(Stored records)
# # # # #

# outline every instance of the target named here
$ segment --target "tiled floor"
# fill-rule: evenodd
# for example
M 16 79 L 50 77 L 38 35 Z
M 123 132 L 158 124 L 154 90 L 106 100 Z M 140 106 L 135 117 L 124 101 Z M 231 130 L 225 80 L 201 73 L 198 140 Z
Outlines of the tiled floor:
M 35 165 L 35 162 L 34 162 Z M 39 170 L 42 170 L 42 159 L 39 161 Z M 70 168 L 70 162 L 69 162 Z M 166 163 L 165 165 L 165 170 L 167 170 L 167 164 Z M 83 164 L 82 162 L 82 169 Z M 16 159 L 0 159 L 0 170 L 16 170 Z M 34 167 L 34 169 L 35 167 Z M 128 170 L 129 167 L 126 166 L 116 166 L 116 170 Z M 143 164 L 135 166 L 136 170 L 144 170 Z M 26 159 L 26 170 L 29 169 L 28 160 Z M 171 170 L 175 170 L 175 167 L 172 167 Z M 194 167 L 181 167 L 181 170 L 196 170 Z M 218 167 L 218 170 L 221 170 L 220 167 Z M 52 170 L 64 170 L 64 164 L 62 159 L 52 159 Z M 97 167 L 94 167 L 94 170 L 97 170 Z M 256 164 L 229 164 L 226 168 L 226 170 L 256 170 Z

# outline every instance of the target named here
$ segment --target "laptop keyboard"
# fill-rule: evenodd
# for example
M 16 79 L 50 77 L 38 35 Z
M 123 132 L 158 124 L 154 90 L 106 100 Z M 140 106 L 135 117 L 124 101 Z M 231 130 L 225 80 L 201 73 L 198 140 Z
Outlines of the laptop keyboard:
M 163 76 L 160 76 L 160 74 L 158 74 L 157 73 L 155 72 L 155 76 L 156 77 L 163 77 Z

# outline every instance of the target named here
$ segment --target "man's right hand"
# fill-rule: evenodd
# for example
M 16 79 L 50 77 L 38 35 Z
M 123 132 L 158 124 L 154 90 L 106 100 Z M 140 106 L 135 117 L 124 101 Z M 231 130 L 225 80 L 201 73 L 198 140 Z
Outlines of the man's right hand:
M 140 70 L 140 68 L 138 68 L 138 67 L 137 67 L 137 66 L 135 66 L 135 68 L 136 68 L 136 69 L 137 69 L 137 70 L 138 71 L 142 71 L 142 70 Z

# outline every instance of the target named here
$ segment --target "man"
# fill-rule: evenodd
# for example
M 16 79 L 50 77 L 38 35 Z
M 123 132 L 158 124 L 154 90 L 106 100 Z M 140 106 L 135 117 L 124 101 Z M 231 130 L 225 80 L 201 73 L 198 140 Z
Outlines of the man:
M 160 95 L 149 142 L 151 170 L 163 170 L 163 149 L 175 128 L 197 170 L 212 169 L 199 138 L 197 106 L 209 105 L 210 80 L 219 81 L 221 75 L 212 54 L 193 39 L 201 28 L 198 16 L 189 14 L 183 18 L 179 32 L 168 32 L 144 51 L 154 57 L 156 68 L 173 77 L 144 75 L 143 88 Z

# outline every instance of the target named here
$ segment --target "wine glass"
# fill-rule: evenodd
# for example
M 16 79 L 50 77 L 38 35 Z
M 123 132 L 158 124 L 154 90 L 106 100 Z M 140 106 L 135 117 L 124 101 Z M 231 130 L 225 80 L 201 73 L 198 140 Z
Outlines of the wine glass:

# # # # #

-- Given problem --
Above are some records. Print them all exactly.

-- Expected answer --
# outline every instance of the target named here
$ segment --target "tiled floor"
# fill-rule: evenodd
# for example
M 16 79 L 50 77 L 38 35 Z
M 123 132 L 158 124 L 154 90 L 106 100 Z M 140 106 L 135 117 L 124 101 Z M 231 130 L 225 80 L 201 73 L 198 140 Z
Outlines of the tiled floor:
M 35 165 L 35 162 L 34 162 Z M 39 170 L 42 170 L 42 159 L 39 161 Z M 70 168 L 70 162 L 69 162 Z M 166 163 L 165 165 L 165 170 L 167 170 L 167 164 Z M 83 164 L 82 162 L 82 169 Z M 16 159 L 0 159 L 0 170 L 16 170 Z M 34 167 L 34 169 L 35 167 Z M 128 170 L 129 167 L 126 166 L 116 166 L 116 170 Z M 143 164 L 135 166 L 136 170 L 144 170 Z M 26 159 L 26 170 L 29 169 L 28 160 Z M 171 170 L 175 170 L 175 167 L 172 167 Z M 194 167 L 181 167 L 181 170 L 196 170 Z M 218 167 L 218 170 L 221 170 L 220 167 Z M 52 170 L 64 170 L 64 164 L 62 159 L 52 159 Z M 97 167 L 94 167 L 94 170 L 97 170 Z M 256 164 L 229 164 L 226 168 L 226 170 L 256 170 Z

# outline every instance of the target named here
$ segment --target "laptop keyboard"
# fill-rule: evenodd
# for example
M 16 79 L 50 77 L 38 35 Z
M 123 132 L 158 124 L 154 90 L 106 100 Z M 140 106 L 135 117 L 124 101 Z M 231 130 L 225 80 L 201 73 L 198 140 Z
Outlines of the laptop keyboard:
M 163 76 L 160 76 L 160 74 L 158 74 L 157 73 L 155 72 L 155 76 L 156 77 L 163 77 Z

# outline every instance of the target named here
$ segment --target "man's right hand"
# fill-rule: evenodd
# for example
M 16 79 L 50 77 L 38 35 Z
M 123 132 L 158 124 L 154 90 L 106 100 Z M 140 106 L 135 117 L 124 101 Z M 231 130 L 225 80 L 201 73 L 198 140 Z
Outlines of the man's right hand:
M 140 70 L 140 68 L 138 68 L 138 67 L 137 67 L 137 66 L 135 66 L 135 68 L 136 68 L 136 69 L 137 69 L 137 70 L 138 71 L 142 71 L 142 70 Z

# outline every instance of the target named here
$ segment --target "man"
# fill-rule: evenodd
# for example
M 16 79 L 50 77 L 38 35 Z
M 123 132 L 158 124 L 154 90 L 106 100 Z M 140 106 L 135 117 L 124 101 Z M 231 130 L 225 80 L 201 73 L 198 140 Z
Outlines of the man:
M 160 95 L 149 142 L 151 170 L 163 170 L 163 149 L 175 128 L 197 170 L 212 169 L 199 138 L 197 106 L 209 105 L 210 80 L 219 81 L 221 75 L 212 54 L 193 39 L 201 28 L 198 16 L 189 14 L 183 18 L 179 32 L 168 32 L 144 51 L 154 57 L 156 68 L 173 77 L 144 75 L 143 88 Z

# outline every instance of the target named here
$ segment --target "wine glass"
# fill-rule: evenodd
# for example
M 16 79 L 50 77 L 38 35 Z
M 123 132 L 158 124 L 154 90 L 106 100 Z M 140 106 L 135 117 L 124 101 Z M 231 130 L 225 80 L 201 73 L 198 140 Z
Outlines of the wine glass:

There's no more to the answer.